### Dataset records ###

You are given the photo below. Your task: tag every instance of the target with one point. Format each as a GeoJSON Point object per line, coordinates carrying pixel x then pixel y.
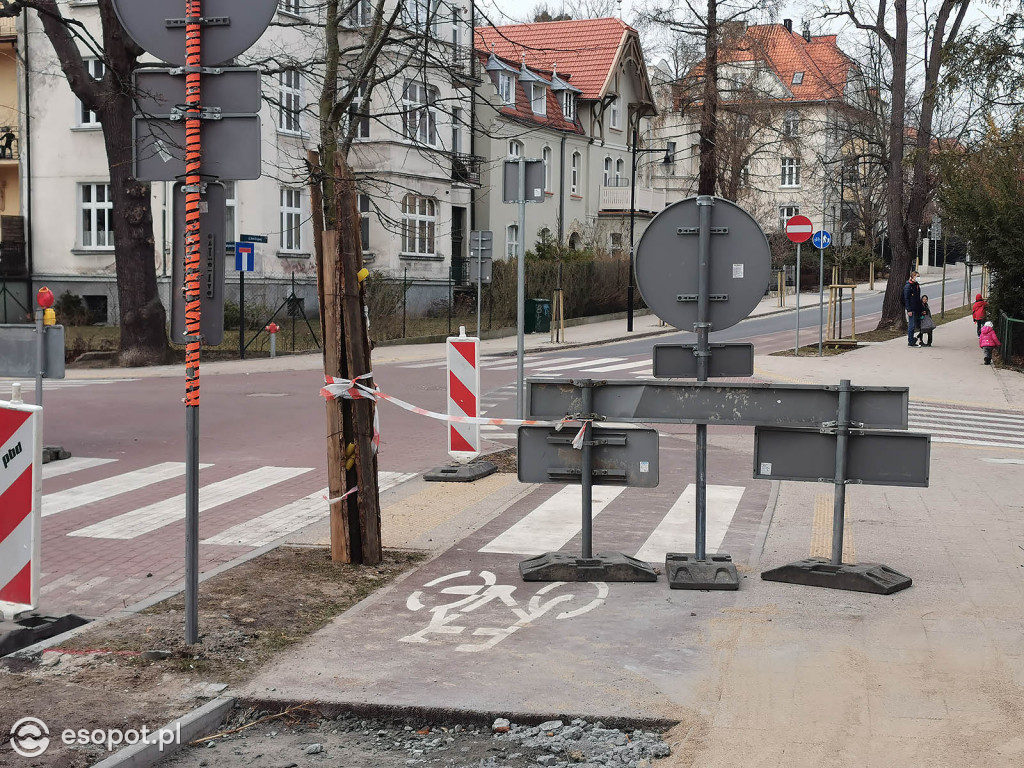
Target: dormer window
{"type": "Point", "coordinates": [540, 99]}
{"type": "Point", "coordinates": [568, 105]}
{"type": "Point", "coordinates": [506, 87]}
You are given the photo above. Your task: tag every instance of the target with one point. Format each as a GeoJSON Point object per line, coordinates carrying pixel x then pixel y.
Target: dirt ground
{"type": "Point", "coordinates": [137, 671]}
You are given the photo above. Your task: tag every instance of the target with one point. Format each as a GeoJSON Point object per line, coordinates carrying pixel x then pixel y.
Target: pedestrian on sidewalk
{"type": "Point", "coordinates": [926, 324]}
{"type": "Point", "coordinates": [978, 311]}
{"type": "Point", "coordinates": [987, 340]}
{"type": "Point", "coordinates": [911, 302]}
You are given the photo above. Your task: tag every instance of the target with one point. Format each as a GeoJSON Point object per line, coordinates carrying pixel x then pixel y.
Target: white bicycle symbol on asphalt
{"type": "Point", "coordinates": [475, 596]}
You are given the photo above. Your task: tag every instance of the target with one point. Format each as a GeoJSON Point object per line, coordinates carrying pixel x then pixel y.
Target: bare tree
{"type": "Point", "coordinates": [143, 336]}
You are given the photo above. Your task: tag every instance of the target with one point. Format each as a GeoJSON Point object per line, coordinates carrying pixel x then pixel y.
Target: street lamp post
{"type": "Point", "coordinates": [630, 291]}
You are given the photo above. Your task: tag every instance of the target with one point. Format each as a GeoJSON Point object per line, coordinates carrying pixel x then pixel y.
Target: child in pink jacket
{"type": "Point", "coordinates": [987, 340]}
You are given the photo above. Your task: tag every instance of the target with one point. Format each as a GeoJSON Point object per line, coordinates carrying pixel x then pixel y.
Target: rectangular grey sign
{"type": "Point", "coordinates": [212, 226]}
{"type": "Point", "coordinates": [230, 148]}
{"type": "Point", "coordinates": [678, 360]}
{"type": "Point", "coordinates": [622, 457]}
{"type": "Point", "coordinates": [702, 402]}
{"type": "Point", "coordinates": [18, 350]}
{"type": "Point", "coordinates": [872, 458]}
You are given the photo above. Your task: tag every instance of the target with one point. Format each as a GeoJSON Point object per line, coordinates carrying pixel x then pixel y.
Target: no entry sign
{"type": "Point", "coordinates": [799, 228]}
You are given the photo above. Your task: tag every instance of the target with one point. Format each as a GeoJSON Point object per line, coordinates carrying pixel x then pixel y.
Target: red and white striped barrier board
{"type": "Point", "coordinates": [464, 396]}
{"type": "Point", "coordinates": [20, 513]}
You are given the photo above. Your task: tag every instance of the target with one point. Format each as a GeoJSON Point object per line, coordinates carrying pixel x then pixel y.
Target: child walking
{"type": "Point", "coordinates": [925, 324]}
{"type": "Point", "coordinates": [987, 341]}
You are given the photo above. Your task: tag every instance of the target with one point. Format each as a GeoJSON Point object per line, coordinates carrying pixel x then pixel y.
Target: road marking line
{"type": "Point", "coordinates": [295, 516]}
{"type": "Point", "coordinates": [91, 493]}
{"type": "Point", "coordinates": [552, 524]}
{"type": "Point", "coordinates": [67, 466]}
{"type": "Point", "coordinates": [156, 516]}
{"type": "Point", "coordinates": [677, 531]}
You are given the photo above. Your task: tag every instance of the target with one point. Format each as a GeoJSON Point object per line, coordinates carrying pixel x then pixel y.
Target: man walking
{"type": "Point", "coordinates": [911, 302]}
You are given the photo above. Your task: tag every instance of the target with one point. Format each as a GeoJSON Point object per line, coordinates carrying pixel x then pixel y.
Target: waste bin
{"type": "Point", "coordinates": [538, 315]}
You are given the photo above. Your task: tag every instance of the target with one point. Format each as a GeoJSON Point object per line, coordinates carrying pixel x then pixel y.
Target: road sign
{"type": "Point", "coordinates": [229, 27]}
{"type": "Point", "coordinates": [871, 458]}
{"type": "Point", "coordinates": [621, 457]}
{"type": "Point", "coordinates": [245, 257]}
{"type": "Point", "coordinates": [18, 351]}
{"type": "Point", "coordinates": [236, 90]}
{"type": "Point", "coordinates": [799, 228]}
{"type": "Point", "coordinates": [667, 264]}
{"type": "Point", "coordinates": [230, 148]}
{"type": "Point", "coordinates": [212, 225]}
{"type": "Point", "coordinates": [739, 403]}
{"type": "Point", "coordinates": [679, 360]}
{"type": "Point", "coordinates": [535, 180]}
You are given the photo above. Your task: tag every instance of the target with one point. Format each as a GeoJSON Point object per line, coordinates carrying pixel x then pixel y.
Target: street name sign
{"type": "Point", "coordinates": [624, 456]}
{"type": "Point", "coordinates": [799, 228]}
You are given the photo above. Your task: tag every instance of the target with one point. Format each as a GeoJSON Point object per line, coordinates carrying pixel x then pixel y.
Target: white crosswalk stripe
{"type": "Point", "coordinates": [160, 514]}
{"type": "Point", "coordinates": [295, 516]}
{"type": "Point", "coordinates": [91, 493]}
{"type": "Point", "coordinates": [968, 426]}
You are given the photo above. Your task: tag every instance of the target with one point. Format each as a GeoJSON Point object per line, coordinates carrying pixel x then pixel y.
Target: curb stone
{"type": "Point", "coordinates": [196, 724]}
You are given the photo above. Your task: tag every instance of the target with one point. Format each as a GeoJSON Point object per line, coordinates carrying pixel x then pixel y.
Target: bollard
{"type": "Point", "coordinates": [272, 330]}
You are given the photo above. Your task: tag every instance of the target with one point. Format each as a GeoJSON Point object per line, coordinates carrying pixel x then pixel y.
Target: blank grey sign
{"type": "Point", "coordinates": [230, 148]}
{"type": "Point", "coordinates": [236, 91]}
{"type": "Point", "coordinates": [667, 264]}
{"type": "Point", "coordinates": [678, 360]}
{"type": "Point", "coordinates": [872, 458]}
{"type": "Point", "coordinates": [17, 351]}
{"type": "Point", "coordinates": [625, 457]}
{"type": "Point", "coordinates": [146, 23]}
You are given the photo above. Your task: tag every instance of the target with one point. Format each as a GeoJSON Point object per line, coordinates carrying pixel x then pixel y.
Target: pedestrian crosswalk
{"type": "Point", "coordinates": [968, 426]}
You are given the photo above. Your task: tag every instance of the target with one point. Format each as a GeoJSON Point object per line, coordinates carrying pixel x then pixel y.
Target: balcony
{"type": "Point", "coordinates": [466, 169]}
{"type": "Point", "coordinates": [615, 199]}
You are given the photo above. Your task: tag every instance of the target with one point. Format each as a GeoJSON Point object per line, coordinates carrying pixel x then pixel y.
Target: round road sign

###

• **Task description**: Please give every line above again word for word, apart from the pictures.

• **Answer space**:
You are given the photo below. Your task: tag every instance of the target with one point. Format each as a GeoJSON Point object per line, coordinates carrying pixel x then pixel y.
Target: dormer window
{"type": "Point", "coordinates": [540, 99]}
{"type": "Point", "coordinates": [568, 105]}
{"type": "Point", "coordinates": [506, 87]}
You are given the photo above. Your task: tag every instance of the target with one point. Format each as a GeoJSON Point object per line, coordinates carrying pixel x then pixel y.
Target: dirt ground
{"type": "Point", "coordinates": [137, 671]}
You are given the photo above. Your task: tag every instance of the target with one point. Format each as a GeoJSON Point object per line, coordinates carrying pixel x then pixel y.
Target: pedestrian on sidewalk
{"type": "Point", "coordinates": [926, 324]}
{"type": "Point", "coordinates": [978, 311]}
{"type": "Point", "coordinates": [987, 340]}
{"type": "Point", "coordinates": [911, 302]}
You are given the photo above. Your task: tag every instance of the target with one point. Format each as a GeoJSON Point object per line, coordinates carrying pixel x then pixel y.
Target: white bicycle symbol on asphalt
{"type": "Point", "coordinates": [475, 596]}
You are given the photo above. Your task: tag every instance of the target with one point. Format each as a GeoJSON Point object per line, coordinates carrying pixel x then pixel y.
Target: bare tree
{"type": "Point", "coordinates": [143, 336]}
You are given the photo above. Your task: tag every instance of the target with one point. Format each as a GeoJSON Point object per line, coordinates carrying pixel x then pixel y.
Target: street lamp post
{"type": "Point", "coordinates": [630, 291]}
You are given the photo above. Your task: tag every instance of the target with one point. Format each as a GeoJSON Point object per line, coordinates carrying pixel x then pixel y.
Target: child in pink jacket
{"type": "Point", "coordinates": [987, 340]}
You are given the photo above. Your task: tag every instance of the target with one point. Format each as a GeoJSON Point object per line, coordinates carrying pixel x then pixel y.
Target: rectangular grey sign
{"type": "Point", "coordinates": [212, 226]}
{"type": "Point", "coordinates": [230, 148]}
{"type": "Point", "coordinates": [678, 360]}
{"type": "Point", "coordinates": [622, 457]}
{"type": "Point", "coordinates": [702, 402]}
{"type": "Point", "coordinates": [18, 350]}
{"type": "Point", "coordinates": [872, 458]}
You are given the photo above. Your task: tag every instance of the target with one point. Format each as a GeoJSON Point object per line, coordinates carrying pixel x then pixel y.
Target: no entry sign
{"type": "Point", "coordinates": [799, 228]}
You are given the photo above. Your task: tag every instance of the target with one point. Format each as a GeoJSON Point object per line, coordinates carrying pixel x then pixel y.
Target: red and white striped barrier board
{"type": "Point", "coordinates": [464, 396]}
{"type": "Point", "coordinates": [20, 513]}
You are given the photo above. Your task: tag every instance of the target with one point. Format each as a GeoJSON Point object per line, coordinates carrying pixel x then pixel y.
Target: child walking
{"type": "Point", "coordinates": [925, 324]}
{"type": "Point", "coordinates": [987, 341]}
You are given the photo above. Your task: tag every instance of the target with one point. Format each as a GeoJSON Point object per line, coordinates carrying pixel x then pixel y.
Target: road marking line
{"type": "Point", "coordinates": [295, 516]}
{"type": "Point", "coordinates": [91, 493]}
{"type": "Point", "coordinates": [552, 524]}
{"type": "Point", "coordinates": [67, 466]}
{"type": "Point", "coordinates": [156, 516]}
{"type": "Point", "coordinates": [677, 531]}
You are given the photo above. Your task: tag every instance of the target with one point. Format each as a GeoJSON Point object per line, coordinates carrying pixel x then pixel y.
Target: man walking
{"type": "Point", "coordinates": [911, 302]}
You are given the photo above. Your task: tag every instance of the target with one point. Format each as a GeoJSON Point object per line, coordinates carrying pixel x then pixel y.
Target: waste bin
{"type": "Point", "coordinates": [538, 315]}
You are given the photo above. Your task: tag every instance of the target with one point. Format each as a GeoJSON Point object per line, coordinates carrying pixel x then pixel y.
Target: road sign
{"type": "Point", "coordinates": [229, 27]}
{"type": "Point", "coordinates": [871, 458]}
{"type": "Point", "coordinates": [621, 457]}
{"type": "Point", "coordinates": [245, 257]}
{"type": "Point", "coordinates": [18, 351]}
{"type": "Point", "coordinates": [236, 90]}
{"type": "Point", "coordinates": [799, 228]}
{"type": "Point", "coordinates": [667, 264]}
{"type": "Point", "coordinates": [230, 148]}
{"type": "Point", "coordinates": [212, 225]}
{"type": "Point", "coordinates": [739, 403]}
{"type": "Point", "coordinates": [679, 360]}
{"type": "Point", "coordinates": [535, 180]}
You are given the photo above. Your task: tag every instance of the target with one point. Format each as a GeoJSON Point object per line, coordinates carrying pixel x then pixel y.
Target: street name sign
{"type": "Point", "coordinates": [624, 456]}
{"type": "Point", "coordinates": [799, 228]}
You are given the photo above. Your task: tag every instance of the target with one point. Format each as a GeoJSON Point object per line, coordinates carrying pixel x then pixel y.
Target: white crosswalk stripe
{"type": "Point", "coordinates": [160, 514]}
{"type": "Point", "coordinates": [295, 516]}
{"type": "Point", "coordinates": [91, 493]}
{"type": "Point", "coordinates": [968, 426]}
You are given the photo above. Your task: tag every instance of the target with one point. Format each as a GeoJSON Point object per line, coordinates carrying pixel x then pixel y.
Target: curb stone
{"type": "Point", "coordinates": [196, 724]}
You are given the photo above. Your task: tag every instance of the target with one point. Format each as a GeoJSON Point object per line, coordinates carrying pixel x then pixel y.
Target: bollard
{"type": "Point", "coordinates": [272, 330]}
You are given the photo above. Your task: tag every instance of the target with one point. Format each as a GeoJSON Point object per line, coordinates carrying pixel x then pixel y.
Target: blank grey sign
{"type": "Point", "coordinates": [230, 148]}
{"type": "Point", "coordinates": [236, 91]}
{"type": "Point", "coordinates": [667, 264]}
{"type": "Point", "coordinates": [678, 360]}
{"type": "Point", "coordinates": [872, 458]}
{"type": "Point", "coordinates": [17, 351]}
{"type": "Point", "coordinates": [625, 457]}
{"type": "Point", "coordinates": [146, 23]}
You are given the photo above. Your task: tag every instance of the target with one point. Format each as a GeoJSON Point object per line, coordinates carrying pixel x then pixel y.
Target: pedestrian crosswalk
{"type": "Point", "coordinates": [968, 426]}
You are given the photo above. Your task: tag every instance of the target with one point. Format each as a GeoJSON Point object per line, coordinates carrying pixel x then pixel y.
Target: balcony
{"type": "Point", "coordinates": [466, 169]}
{"type": "Point", "coordinates": [615, 199]}
You are given the photo above. Your task: tag every instance of the target with one point. Format each as a GeoJSON Point object per line, coordinates carrying pixel x then pixel y.
Target: round road sign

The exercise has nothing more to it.